Start of Stored records

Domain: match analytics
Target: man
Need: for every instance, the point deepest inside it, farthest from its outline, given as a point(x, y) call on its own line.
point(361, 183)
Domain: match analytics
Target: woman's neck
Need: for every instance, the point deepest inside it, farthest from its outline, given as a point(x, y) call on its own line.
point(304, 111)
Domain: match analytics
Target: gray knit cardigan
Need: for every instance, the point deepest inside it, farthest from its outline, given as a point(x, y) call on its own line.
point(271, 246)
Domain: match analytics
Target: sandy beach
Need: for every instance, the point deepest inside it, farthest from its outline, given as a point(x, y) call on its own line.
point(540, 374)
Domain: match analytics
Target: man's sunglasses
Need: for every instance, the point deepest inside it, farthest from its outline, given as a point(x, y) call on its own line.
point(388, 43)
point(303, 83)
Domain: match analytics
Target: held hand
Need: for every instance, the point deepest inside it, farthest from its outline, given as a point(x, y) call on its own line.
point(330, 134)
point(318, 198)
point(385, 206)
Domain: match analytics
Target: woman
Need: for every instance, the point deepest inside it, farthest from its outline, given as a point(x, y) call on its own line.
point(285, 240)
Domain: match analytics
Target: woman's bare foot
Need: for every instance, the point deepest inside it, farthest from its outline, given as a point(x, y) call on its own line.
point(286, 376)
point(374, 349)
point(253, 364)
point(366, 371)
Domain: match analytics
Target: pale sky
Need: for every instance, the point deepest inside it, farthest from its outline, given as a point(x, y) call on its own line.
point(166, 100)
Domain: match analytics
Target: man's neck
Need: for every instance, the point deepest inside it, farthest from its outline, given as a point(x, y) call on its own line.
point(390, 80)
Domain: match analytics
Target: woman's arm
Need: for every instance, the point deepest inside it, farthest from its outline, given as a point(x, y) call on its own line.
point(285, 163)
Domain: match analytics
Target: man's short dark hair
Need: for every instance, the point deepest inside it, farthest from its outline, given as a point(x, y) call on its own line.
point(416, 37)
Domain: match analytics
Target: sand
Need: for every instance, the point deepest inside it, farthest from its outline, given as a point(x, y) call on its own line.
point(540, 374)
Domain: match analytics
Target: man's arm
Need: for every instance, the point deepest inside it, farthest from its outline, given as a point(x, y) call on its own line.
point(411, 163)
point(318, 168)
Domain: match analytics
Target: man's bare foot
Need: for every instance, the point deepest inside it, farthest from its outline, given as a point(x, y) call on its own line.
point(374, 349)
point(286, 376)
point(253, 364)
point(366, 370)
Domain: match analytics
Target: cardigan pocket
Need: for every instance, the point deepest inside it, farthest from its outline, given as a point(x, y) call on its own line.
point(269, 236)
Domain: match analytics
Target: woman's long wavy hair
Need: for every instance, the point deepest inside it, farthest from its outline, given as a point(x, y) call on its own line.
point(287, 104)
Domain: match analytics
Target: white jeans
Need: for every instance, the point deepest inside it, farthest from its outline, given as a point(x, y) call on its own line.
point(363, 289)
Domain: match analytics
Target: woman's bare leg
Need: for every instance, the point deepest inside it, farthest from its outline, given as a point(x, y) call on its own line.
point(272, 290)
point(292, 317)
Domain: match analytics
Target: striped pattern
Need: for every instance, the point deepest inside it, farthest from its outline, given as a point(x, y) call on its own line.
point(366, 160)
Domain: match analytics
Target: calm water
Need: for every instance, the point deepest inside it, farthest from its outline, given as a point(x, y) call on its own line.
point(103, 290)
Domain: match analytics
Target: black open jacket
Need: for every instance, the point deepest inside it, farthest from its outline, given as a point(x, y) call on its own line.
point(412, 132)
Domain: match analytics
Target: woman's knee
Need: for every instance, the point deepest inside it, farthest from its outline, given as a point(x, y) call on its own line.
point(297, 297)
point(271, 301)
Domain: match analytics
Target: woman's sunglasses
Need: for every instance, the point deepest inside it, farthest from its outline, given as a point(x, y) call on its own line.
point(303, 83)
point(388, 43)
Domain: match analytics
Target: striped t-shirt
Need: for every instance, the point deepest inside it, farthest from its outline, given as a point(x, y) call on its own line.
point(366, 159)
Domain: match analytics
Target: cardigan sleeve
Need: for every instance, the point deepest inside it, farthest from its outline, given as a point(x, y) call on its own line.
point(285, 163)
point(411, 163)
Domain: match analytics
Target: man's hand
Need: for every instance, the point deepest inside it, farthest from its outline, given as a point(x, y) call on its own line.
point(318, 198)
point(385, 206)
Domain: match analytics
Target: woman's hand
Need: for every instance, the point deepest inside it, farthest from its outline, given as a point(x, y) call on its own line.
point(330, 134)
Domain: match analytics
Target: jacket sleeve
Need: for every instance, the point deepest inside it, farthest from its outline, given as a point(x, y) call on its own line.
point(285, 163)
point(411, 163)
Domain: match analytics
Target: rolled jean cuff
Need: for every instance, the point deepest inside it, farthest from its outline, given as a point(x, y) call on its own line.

End of Stored records

→ Description of the task: Reproduce all of the rows above word for word, without changing anything.

→ Final result:
Domain: match analytics
Target: man
Need: for every instance, the point deepest inside it, farthest from its outline, given as a point(x, y) call on its own line.
point(361, 183)
Domain: match analytics
Target: woman's neck
Need: for every instance, the point deepest inside it, farthest from its outline, given as a point(x, y) call on its own line.
point(304, 111)
Domain: match analytics
Target: gray knit cardigan
Need: for every instance, the point deepest inside it, farthest from its outline, given as a point(x, y) call on its own line.
point(271, 246)
Domain: match analytics
Target: sandy beach
Need: for every instance, the point deepest inside it, farthest from its outline, given as a point(x, y) call on its own line.
point(540, 374)
Domain: match analytics
Target: man's sunglasses
Need: for every instance, the point deepest inside it, farthest from its outline, given as a point(x, y) call on its own line.
point(388, 43)
point(303, 83)
Domain: match analytics
Target: held hand
Need: for every instance, the point deepest inside it, farthest from its outline, given as a point(x, y) call on its own line.
point(330, 134)
point(318, 198)
point(385, 206)
Domain: match analytics
Target: woman
Need: for every instance, the point deepest inside it, farthest from its outline, given as a point(x, y) call on its own line.
point(285, 240)
Domain: match analytics
Target: woman's bare foot
Need: for every instance, the point deepest inside it, farthest from its outline, given as a point(x, y) call on its own line.
point(286, 376)
point(374, 349)
point(253, 364)
point(366, 371)
Domain: match analytics
Target: pale sky
Need: for every instance, the point deepest inside it, farthest from its outline, given as a point(x, y) call on its own line.
point(166, 100)
Domain: match analytics
Target: man's neck
Need: for every instance, the point deepest inside it, farthest from its outline, given as a point(x, y) call on its own line.
point(390, 80)
Domain: match analytics
Target: woman's arm
Need: for every instance, the point deepest inside it, farthest from its outline, given as a point(x, y) call on its own line.
point(285, 163)
Domain: match analytics
Target: man's short dark hair
Need: for every instance, the point deepest inside it, farthest from its outline, given as a point(x, y) call on its own line.
point(416, 37)
Domain: match analytics
Target: sand
Need: for every instance, the point deepest inside it, farthest from its outline, given as a point(x, y) call on its own line.
point(540, 374)
Domain: match analytics
Target: man's arm
Need: for every instance, the point deepest inside it, farthest from its outline, given as a point(x, y) call on its own line.
point(411, 163)
point(318, 168)
Domain: match analytics
Target: man's bare foot
Need: for every instance, the point deepest inside it, farthest from its outline, given as a point(x, y) call on its own line.
point(374, 349)
point(286, 376)
point(253, 364)
point(366, 370)
Domain: match analytics
Target: cardigan pocket
Need: for every instance, the point deepest inside it, farthest from its outline, given as a point(x, y) call on its own line.
point(269, 236)
Domain: match analytics
Target: woman's long wavy hair
Need: for every instance, the point deepest inside it, farthest from its outline, given as a point(x, y) call on its own line.
point(287, 104)
Domain: match analytics
Target: white jeans
Need: for every instance, the point deepest inside it, farthest from its outline, given as a point(x, y) call on its own line.
point(363, 289)
Domain: match analytics
Target: woman's bare leg
Need: for every instance, the point deepest inside it, farthest from its outline, given as a point(x, y) call on its own line.
point(272, 290)
point(292, 317)
Domain: match analytics
Target: striped pattern
Need: for every instance, the point deepest inside it, farthest from its outline, given as a point(x, y) call on its own line.
point(366, 160)
Domain: match analytics
Target: calm water
Need: for every instance, the point deepest inside it, farthest from its outline, given as a point(x, y) call on its own line.
point(103, 290)
Domain: match analytics
Target: black open jacket
Need: for every instance, the point deepest inside it, farthest from its outline, given as a point(x, y) call on its own line.
point(412, 132)
Domain: match analytics
Target: woman's knee
Need: for every instance, the point deepest inside it, farthest from its outline, given as a point(x, y) call on its own line.
point(297, 297)
point(271, 301)
Domain: match analytics
Target: woman's sunglasses
Need: for every instance, the point deepest inside it, farthest from its outline, given as a point(x, y) call on its own line.
point(303, 83)
point(388, 43)
Domain: match analytics
Target: striped t-shirt
Need: for every instance, the point deepest inside it, farthest from its outline, given as a point(x, y) call on its own line.
point(366, 159)
Domain: match analytics
Target: cardigan sleeve
Need: for every instance, the point deepest inside it, farthest from its outline, given as a point(x, y) call on its own line.
point(285, 163)
point(411, 163)
Domain: match analytics
Target: man's hand
Need: for every instance, the point deepest inside it, farthest from its outline, given as a point(x, y) call on its own line.
point(318, 198)
point(385, 206)
Domain: match analytics
Target: woman's hand
Need: for every instance, the point deepest inside it, farthest from its outline, given as a point(x, y) call on its own line.
point(330, 134)
Domain: match analytics
Target: jacket sleeve
Need: for every instance, the point deepest inside it, farthest from its outline, given as a point(x, y) call on its own line.
point(285, 163)
point(411, 163)
Domain: match analytics
Target: rolled jean cuff
Need: for every instance, the point deepest inside it, farthest from its outline, given as a point(x, y) call on its own line.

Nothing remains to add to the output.